• **Task to complete**
Extract each line of the items below that contains the string "ruffled". Count a line only when its letter case matches.

Pointing entries for labeled objects
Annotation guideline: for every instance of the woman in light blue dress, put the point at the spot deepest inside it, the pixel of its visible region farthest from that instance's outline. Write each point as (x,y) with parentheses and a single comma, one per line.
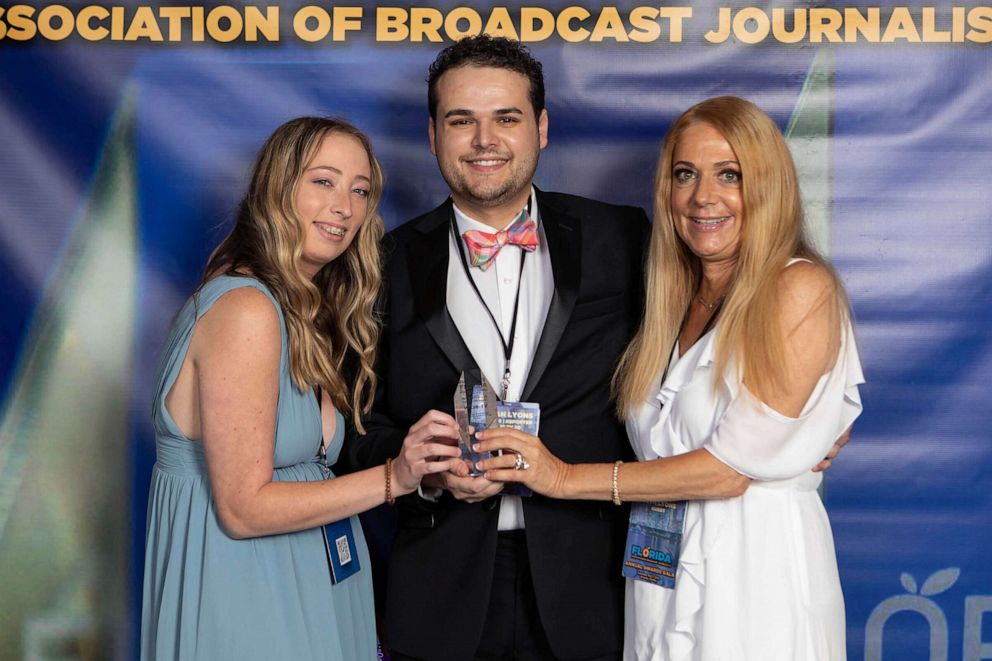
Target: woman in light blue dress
(247,422)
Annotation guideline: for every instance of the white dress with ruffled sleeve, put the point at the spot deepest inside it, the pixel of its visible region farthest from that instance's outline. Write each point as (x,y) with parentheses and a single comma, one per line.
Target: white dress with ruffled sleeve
(757,578)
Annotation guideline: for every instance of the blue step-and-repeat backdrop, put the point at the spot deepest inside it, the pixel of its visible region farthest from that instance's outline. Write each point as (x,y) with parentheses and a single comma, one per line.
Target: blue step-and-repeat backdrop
(126,132)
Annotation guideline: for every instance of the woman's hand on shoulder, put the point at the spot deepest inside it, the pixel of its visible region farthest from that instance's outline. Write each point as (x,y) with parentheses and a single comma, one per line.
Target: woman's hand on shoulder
(808,315)
(236,351)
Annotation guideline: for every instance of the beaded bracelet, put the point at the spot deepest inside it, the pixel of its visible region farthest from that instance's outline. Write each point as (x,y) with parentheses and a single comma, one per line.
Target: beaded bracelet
(389,482)
(616,483)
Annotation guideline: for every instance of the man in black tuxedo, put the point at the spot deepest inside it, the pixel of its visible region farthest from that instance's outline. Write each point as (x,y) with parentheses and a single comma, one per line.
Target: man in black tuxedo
(474,573)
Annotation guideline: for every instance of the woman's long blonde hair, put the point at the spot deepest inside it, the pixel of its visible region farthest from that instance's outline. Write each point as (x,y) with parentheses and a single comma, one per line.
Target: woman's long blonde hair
(330,320)
(772,233)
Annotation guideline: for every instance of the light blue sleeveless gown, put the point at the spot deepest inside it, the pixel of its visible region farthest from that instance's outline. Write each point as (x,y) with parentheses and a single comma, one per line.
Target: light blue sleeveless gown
(208,596)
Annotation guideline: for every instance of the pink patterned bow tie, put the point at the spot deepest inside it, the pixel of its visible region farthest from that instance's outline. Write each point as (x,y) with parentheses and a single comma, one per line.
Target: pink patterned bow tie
(484,246)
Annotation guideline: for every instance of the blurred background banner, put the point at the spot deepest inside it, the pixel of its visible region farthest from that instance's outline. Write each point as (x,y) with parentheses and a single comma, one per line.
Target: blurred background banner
(123,160)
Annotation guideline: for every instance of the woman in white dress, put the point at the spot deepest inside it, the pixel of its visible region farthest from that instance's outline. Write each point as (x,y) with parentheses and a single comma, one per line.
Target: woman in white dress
(742,376)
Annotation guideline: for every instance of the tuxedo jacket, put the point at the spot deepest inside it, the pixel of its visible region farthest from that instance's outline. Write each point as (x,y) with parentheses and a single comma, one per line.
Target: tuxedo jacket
(441,564)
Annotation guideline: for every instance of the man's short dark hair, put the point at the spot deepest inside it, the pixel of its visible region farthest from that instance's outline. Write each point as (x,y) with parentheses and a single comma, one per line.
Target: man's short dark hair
(486,51)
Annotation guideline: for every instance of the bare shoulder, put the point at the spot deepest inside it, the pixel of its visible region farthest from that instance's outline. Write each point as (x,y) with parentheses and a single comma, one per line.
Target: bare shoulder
(806,289)
(243,319)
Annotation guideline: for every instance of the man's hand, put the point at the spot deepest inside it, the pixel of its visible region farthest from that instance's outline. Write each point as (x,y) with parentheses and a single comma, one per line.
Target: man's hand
(834,451)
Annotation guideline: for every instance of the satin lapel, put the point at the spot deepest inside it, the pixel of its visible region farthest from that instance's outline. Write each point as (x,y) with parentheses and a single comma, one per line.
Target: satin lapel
(427,257)
(565,249)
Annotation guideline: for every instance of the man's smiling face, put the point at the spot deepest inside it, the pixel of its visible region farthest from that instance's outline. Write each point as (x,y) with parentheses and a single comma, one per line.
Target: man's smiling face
(487,140)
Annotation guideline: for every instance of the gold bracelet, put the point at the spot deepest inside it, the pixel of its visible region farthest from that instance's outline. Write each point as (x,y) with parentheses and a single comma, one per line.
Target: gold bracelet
(616,483)
(389,485)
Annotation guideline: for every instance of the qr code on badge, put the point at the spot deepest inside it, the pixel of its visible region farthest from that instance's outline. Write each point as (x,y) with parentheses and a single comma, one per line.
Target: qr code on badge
(344,553)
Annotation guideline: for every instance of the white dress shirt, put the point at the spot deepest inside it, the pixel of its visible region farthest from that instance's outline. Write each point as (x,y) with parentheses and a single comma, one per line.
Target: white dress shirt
(498,285)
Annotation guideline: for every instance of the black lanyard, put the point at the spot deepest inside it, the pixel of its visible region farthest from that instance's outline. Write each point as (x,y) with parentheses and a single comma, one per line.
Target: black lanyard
(505,343)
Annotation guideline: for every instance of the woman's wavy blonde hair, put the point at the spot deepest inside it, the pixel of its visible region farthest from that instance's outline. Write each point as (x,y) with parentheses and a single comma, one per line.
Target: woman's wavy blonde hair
(772,233)
(330,320)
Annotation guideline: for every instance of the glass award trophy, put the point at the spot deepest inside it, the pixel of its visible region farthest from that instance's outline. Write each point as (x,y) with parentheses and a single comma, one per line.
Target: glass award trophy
(480,415)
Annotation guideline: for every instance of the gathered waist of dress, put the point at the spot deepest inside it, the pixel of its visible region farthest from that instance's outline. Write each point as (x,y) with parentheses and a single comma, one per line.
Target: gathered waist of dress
(180,456)
(809,482)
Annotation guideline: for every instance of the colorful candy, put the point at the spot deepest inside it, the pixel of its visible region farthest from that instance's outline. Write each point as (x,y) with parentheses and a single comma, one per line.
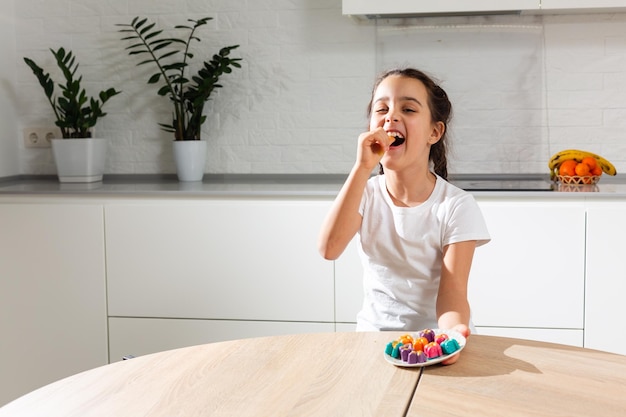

• **Result for this task**
Annotation guideline: for every instance of the white dress with ruffled sleeve, put the point at the spot deepest inside it, the pixel of its visible region farthest from that instance's outline. Write each point as (x,y) with parentheses and a single comma, one per line.
Target: white dress with ruffled sleeve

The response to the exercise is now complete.